◆ WORK REQUIRED: Give only the number of lines in the records that contain the word "grass".

◆ INPUT:
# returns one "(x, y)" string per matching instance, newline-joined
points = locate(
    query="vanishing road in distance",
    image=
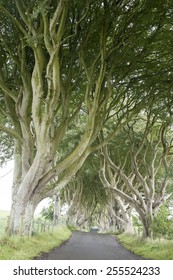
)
(90, 246)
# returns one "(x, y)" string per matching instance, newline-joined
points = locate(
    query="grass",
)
(25, 248)
(149, 249)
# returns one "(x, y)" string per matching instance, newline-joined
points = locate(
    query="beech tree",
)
(143, 177)
(61, 58)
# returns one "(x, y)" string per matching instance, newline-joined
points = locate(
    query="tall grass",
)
(26, 248)
(149, 249)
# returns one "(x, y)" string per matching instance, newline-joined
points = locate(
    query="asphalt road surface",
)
(89, 246)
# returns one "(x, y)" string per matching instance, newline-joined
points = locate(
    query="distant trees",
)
(138, 167)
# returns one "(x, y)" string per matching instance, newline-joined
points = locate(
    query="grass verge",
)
(149, 249)
(26, 248)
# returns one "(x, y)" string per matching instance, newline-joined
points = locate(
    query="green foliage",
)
(163, 223)
(24, 248)
(149, 249)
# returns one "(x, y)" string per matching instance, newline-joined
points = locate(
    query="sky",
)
(6, 178)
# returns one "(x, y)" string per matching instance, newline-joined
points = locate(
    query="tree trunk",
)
(57, 208)
(147, 221)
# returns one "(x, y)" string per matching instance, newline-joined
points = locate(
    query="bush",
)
(163, 224)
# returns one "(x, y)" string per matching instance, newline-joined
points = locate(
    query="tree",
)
(143, 177)
(60, 58)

◆ SOLUTION TO THE PROBLEM: 3